* [Your task]
Check each line of the data for the string "detection". Report how many have it, and give nothing else.

* [Material provided]
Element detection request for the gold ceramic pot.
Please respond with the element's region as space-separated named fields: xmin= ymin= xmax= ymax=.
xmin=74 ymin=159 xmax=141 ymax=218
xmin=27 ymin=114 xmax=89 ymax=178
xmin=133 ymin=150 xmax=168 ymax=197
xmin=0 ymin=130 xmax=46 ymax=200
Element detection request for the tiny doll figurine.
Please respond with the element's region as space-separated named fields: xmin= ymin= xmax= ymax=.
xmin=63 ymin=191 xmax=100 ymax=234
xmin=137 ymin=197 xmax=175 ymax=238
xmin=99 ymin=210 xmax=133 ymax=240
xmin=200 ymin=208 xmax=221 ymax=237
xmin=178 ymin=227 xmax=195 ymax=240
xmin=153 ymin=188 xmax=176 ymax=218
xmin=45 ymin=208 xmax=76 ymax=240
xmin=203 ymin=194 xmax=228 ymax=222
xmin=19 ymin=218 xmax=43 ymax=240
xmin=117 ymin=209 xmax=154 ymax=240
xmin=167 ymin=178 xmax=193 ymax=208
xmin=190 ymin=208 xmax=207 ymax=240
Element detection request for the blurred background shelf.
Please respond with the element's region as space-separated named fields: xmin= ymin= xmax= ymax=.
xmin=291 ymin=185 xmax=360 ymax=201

* [Response to the task]
3